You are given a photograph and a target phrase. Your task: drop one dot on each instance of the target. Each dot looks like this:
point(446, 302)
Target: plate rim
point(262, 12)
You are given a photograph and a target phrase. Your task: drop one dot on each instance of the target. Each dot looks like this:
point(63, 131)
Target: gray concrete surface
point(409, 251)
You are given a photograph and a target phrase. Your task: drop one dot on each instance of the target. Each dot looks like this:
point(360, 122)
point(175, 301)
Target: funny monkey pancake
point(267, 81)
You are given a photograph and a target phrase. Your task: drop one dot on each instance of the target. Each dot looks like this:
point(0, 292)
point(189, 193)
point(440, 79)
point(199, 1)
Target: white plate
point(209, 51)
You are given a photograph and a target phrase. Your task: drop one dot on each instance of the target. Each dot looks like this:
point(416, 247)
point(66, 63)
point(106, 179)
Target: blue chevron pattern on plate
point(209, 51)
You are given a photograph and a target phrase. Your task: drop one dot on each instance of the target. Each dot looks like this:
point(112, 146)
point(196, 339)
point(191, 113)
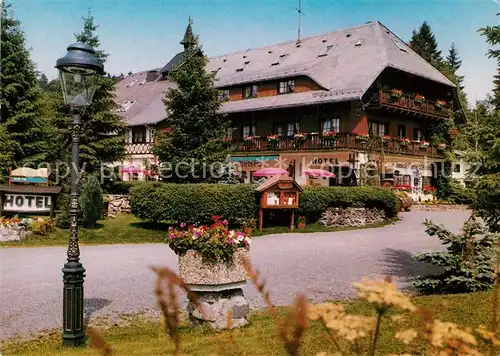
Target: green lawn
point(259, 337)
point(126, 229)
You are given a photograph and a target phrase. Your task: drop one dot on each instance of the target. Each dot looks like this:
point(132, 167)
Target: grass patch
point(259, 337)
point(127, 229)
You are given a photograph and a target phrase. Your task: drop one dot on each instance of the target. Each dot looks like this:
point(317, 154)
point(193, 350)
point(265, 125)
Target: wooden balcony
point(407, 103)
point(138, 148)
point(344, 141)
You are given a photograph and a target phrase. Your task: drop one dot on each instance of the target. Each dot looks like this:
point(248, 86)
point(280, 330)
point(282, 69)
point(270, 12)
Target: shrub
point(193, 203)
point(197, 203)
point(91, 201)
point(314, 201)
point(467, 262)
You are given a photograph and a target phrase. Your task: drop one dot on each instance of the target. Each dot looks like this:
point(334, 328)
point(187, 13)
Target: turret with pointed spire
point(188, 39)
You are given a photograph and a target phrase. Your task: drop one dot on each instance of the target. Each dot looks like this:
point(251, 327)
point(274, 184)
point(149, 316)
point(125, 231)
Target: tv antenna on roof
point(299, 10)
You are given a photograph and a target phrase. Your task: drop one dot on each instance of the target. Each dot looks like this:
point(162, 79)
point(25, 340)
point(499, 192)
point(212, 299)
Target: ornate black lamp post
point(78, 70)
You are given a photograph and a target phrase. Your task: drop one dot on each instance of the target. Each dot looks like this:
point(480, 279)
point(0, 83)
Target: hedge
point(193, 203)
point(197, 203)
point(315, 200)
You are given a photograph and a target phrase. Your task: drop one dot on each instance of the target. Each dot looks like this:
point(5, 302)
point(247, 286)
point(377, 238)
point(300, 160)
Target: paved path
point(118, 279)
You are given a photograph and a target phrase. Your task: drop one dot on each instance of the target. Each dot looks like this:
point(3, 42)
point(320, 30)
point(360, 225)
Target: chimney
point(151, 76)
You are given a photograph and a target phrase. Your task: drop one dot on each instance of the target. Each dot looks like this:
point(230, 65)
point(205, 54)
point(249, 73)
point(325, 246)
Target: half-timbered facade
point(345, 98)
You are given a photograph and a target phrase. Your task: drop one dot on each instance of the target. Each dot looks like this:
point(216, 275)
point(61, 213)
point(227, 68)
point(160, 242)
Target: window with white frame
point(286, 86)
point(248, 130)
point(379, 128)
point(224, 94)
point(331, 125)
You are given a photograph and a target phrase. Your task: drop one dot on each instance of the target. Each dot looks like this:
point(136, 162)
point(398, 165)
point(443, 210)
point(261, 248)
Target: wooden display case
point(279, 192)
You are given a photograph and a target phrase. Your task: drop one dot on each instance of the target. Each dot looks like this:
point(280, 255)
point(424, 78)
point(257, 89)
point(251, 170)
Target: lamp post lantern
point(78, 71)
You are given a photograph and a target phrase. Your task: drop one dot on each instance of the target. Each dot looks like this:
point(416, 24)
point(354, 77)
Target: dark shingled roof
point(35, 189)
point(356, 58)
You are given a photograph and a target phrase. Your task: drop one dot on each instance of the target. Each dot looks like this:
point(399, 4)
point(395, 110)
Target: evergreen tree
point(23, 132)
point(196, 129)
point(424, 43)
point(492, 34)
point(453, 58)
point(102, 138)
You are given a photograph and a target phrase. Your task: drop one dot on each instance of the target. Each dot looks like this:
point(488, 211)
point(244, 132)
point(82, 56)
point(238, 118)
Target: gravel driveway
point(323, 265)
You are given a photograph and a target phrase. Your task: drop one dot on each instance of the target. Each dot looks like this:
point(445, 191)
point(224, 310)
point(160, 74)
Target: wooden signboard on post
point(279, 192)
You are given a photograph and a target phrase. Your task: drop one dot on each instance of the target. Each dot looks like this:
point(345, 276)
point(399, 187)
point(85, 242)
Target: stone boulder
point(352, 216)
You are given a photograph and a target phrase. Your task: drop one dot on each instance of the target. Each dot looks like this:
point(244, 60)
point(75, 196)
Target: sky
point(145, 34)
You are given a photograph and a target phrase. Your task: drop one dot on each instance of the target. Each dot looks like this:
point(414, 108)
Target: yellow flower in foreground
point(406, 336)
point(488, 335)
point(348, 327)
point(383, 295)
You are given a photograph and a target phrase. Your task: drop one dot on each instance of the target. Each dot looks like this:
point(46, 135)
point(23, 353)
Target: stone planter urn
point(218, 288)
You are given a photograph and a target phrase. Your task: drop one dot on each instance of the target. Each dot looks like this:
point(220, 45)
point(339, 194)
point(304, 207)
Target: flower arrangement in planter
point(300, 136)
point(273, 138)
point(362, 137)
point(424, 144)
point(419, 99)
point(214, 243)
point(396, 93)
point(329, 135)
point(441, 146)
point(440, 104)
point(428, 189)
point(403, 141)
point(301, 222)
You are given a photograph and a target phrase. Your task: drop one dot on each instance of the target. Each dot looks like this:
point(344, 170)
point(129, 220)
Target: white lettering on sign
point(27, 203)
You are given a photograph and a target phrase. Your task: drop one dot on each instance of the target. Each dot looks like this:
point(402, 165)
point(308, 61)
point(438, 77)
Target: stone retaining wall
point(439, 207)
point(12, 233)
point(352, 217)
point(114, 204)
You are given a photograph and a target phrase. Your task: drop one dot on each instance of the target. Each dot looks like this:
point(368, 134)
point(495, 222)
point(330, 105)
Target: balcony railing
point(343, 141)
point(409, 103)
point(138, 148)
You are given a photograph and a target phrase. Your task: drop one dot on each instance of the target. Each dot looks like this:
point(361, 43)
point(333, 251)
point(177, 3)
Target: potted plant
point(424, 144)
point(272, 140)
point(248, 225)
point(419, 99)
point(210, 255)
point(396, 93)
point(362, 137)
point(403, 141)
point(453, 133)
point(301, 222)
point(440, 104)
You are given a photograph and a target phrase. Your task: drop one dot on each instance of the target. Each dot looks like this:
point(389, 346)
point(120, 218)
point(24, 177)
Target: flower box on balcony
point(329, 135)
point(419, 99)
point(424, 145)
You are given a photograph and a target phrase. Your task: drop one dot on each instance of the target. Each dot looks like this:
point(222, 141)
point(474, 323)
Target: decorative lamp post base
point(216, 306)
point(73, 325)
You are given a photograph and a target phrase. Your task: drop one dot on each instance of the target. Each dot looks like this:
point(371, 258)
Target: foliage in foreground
══════════════════════════════
▶ [Brief] Return every line of the listing exactly, leaving its pictures behind.

▶ [Answer section]
You are given a photograph and a target phrase. Your task: drop one dot on each instance of the target. Each dot looks like this:
point(446, 302)
Target: plate rim
point(262, 12)
You are given a photograph and a target phrase. Your task: drop one dot on each instance of the target. Each dot looks like this:
point(63, 131)
Target: gray concrete surface
point(409, 251)
You are given a photograph and a target phrase. Your task: drop one dot on each instance of the target. Each dot looks like this:
point(360, 122)
point(175, 301)
Target: funny monkey pancake
point(267, 81)
You are given a photograph and a target phrase. Your task: drop one dot on each instance of the target. Each dot looks like this:
point(0, 292)
point(189, 193)
point(440, 79)
point(199, 1)
Target: white plate
point(209, 51)
You are given a photograph and a target phrase. Your task: drop one dot on each instance of the target. Each dot looks like this:
point(416, 247)
point(66, 63)
point(106, 179)
Target: blue chevron pattern on plate
point(209, 51)
You are given a photograph and a target phrase. Your task: drop one dot on each instance of the target. Each dot looks like this:
point(112, 146)
point(196, 339)
point(191, 113)
Target: green lawn
point(259, 337)
point(126, 229)
You are given a photograph and a target phrase. Your task: drop one dot on each instance of the target. Each dot looks like this:
point(132, 167)
Target: grass patch
point(259, 337)
point(127, 229)
You are given a photograph and a target phrase. Your task: drop one dot on each instance of the target. Each dot looks like this:
point(317, 154)
point(193, 350)
point(265, 125)
Target: wooden balcony
point(407, 103)
point(138, 148)
point(344, 141)
You are given a photograph and a target phrase. Your task: drop one dot on each instance of the target. Each dot looks like this:
point(248, 86)
point(280, 330)
point(282, 69)
point(270, 12)
Target: shrub
point(193, 203)
point(197, 203)
point(91, 201)
point(314, 201)
point(467, 262)
You are given a photograph and a target phrase. Your task: drop one dot on each instance of the target. Each dot looks like this:
point(334, 328)
point(187, 13)
Target: turret with pointed spire
point(188, 39)
You are given a photograph and a target phrase. Your task: drop one dot on each instance of the target. Each dot looks like this:
point(251, 327)
point(274, 184)
point(149, 316)
point(125, 231)
Target: tv antenna on roof
point(299, 10)
You are given a photograph and a target phrase. Your task: drop one dot on each instance of the target. Each dot looks like this:
point(162, 79)
point(25, 340)
point(499, 192)
point(212, 299)
Target: ornate black lamp post
point(78, 70)
You are given a photograph and a target phrase. Your task: drop one dot on each instance of the target. Each dot looks like this:
point(480, 279)
point(0, 83)
Target: hedge
point(193, 203)
point(197, 203)
point(315, 200)
You are given a photograph and a target phrase. Your task: drop one dot on each instance of the target. Each dot looks like this:
point(5, 302)
point(247, 286)
point(377, 238)
point(300, 160)
Target: paved path
point(118, 279)
You are given a photograph and a target phrase. Your task: drop one dot on each instance of the target. Each dot looks like this:
point(3, 42)
point(320, 30)
point(360, 225)
Target: chimney
point(151, 76)
You are given a photograph and a target phrase. Your task: drop one dot on each instance of the target. Each dot looks like this:
point(230, 65)
point(205, 54)
point(249, 73)
point(325, 246)
Target: half-timbered facade
point(345, 98)
You are given a photograph and a target phrase. Your task: drop one dot on each instance of the target. Each dot looks like this:
point(216, 275)
point(61, 213)
point(227, 68)
point(160, 242)
Target: window with white frame
point(286, 86)
point(248, 130)
point(379, 128)
point(224, 94)
point(331, 125)
You are given a photograph and a target phrase. Your task: drop one dot on each instance of the target. Each dot looks like this:
point(136, 162)
point(398, 165)
point(443, 210)
point(261, 248)
Target: wooden display case
point(279, 192)
You are given a photograph and a target phrase. Your task: drop one dot on each instance of the target. Each dot looks like this:
point(280, 255)
point(424, 78)
point(257, 89)
point(251, 170)
Target: lamp post lantern
point(78, 71)
You are given a photograph and a target phrase. Your task: drop one dot on each instance of the target. Each dot looks like this:
point(416, 24)
point(354, 77)
Target: dark shingled roof
point(35, 189)
point(356, 58)
You are given a photograph and a target phrase. Your task: drop one dot on each instance of the target. Each dot looks like this:
point(399, 4)
point(395, 110)
Target: evergreen tree
point(23, 132)
point(196, 129)
point(424, 43)
point(492, 34)
point(453, 58)
point(102, 138)
You are given a photograph and a target phrase. Your task: drop one dot on each instance of the target. Each dot looks like this:
point(488, 211)
point(244, 132)
point(82, 56)
point(238, 118)
Target: gravel driveway
point(323, 265)
You are given a photograph and a target phrase. Your task: drop one dot on each instance of the target. Each dot looks like this:
point(445, 191)
point(224, 310)
point(160, 74)
Target: wooden signboard on post
point(279, 192)
You are given a photograph and a target phrase. Your task: drop one dot on each instance of the target. Each dot looks like this:
point(345, 276)
point(399, 187)
point(85, 242)
Target: stone boulder
point(352, 216)
You are given a photograph and a target phrase. Your task: drop one dot on each instance of the target. Each dot looks like this:
point(244, 60)
point(75, 196)
Target: sky
point(145, 34)
You are given a photograph and a target phrase. Your task: drop one dot on each instance of the target. Each dot looks like this:
point(414, 108)
Target: yellow flower in foreground
point(406, 336)
point(488, 335)
point(348, 327)
point(383, 295)
You are given a photograph and a target phrase. Your task: drop one dot on each instance of the target. Each dot looks like this:
point(46, 135)
point(23, 353)
Target: stone planter urn
point(218, 288)
You are given a photograph and a target phrase. Your task: drop one dot on each instance of the target. Each dot looks like this:
point(220, 45)
point(339, 194)
point(304, 207)
Target: flower arrangement in planter
point(300, 136)
point(273, 138)
point(362, 137)
point(424, 144)
point(419, 99)
point(214, 243)
point(396, 93)
point(329, 135)
point(441, 146)
point(440, 104)
point(428, 189)
point(403, 141)
point(301, 222)
You are given a photograph and a target phrase. Your task: drop one dot on each instance of the target. Each dot looks like this:
point(344, 170)
point(129, 220)
Target: white lettering on sign
point(27, 203)
You are given a photograph and a target phrase. Your task: drop one dot on each instance of the target. Each dot looks like this:
point(402, 165)
point(308, 61)
point(438, 77)
Target: stone retaining wall
point(439, 207)
point(12, 233)
point(352, 217)
point(114, 204)
You are given a photograph and a target phrase. Your task: drop one dot on each instance of the target. Each dot looks like this:
point(368, 134)
point(495, 222)
point(330, 105)
Target: balcony railing
point(343, 141)
point(409, 103)
point(138, 148)
You are given a photograph and a target phrase. Your task: drop one dot on each instance of the target. Each dot looks like this:
point(361, 43)
point(333, 251)
point(177, 3)
Target: potted plant
point(424, 144)
point(272, 140)
point(248, 225)
point(419, 99)
point(210, 255)
point(396, 93)
point(362, 137)
point(403, 141)
point(453, 133)
point(301, 222)
point(440, 104)
You are given a photograph and a target phrase. Your task: drop one dot on each instance of the target. Each dot looks like this:
point(389, 346)
point(120, 218)
point(24, 177)
Target: flower box on balcony
point(329, 135)
point(419, 99)
point(424, 145)
You are given a photograph and a target phrase. Your task: drop one dot on each instance of the target. Each dot looks like this:
point(222, 141)
point(474, 323)
Target: decorative lamp post base
point(216, 306)
point(73, 325)
You are given a photograph and a target phrase. Your task: drop one dot on each instance of the target. Each dot looks like this:
point(371, 258)
Target: foliage in foreground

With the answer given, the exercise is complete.